-- TASK DIRECTIONS --
The lines to copy are those in the records below that hold the word "bush".

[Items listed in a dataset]

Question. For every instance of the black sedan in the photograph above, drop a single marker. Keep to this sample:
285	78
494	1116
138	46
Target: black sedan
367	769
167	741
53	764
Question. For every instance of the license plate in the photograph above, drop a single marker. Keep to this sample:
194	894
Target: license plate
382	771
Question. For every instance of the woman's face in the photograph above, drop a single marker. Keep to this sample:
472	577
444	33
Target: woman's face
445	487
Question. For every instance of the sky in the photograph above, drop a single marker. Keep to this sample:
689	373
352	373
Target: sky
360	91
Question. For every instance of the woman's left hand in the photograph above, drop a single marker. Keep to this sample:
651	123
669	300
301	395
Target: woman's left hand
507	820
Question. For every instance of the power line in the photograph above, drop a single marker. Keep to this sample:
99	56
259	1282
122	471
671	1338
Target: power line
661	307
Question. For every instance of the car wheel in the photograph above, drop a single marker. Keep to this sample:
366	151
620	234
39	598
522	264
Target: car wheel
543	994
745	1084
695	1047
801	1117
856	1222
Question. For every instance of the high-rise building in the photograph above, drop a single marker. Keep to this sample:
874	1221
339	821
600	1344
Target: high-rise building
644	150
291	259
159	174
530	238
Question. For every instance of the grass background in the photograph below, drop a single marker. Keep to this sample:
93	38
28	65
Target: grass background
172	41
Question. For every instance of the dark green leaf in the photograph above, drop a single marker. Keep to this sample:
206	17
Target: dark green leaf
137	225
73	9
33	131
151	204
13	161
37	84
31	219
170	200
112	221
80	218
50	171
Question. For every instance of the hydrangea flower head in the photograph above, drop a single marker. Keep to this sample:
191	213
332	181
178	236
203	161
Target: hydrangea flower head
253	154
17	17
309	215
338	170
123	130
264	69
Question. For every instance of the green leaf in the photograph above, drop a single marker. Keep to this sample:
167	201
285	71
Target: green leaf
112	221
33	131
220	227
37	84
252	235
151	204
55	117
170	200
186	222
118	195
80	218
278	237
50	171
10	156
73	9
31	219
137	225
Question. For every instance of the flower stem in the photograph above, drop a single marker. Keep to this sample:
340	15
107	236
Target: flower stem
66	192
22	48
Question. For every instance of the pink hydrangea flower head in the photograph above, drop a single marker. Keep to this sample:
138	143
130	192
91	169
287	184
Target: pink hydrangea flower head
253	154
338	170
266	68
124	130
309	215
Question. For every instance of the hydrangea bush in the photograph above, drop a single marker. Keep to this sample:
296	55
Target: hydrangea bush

-- RESULT --
Question. For every instance of the hydrangea bush in the photograph above, drop a single marker. Keep to this sample:
Target: hydrangea bush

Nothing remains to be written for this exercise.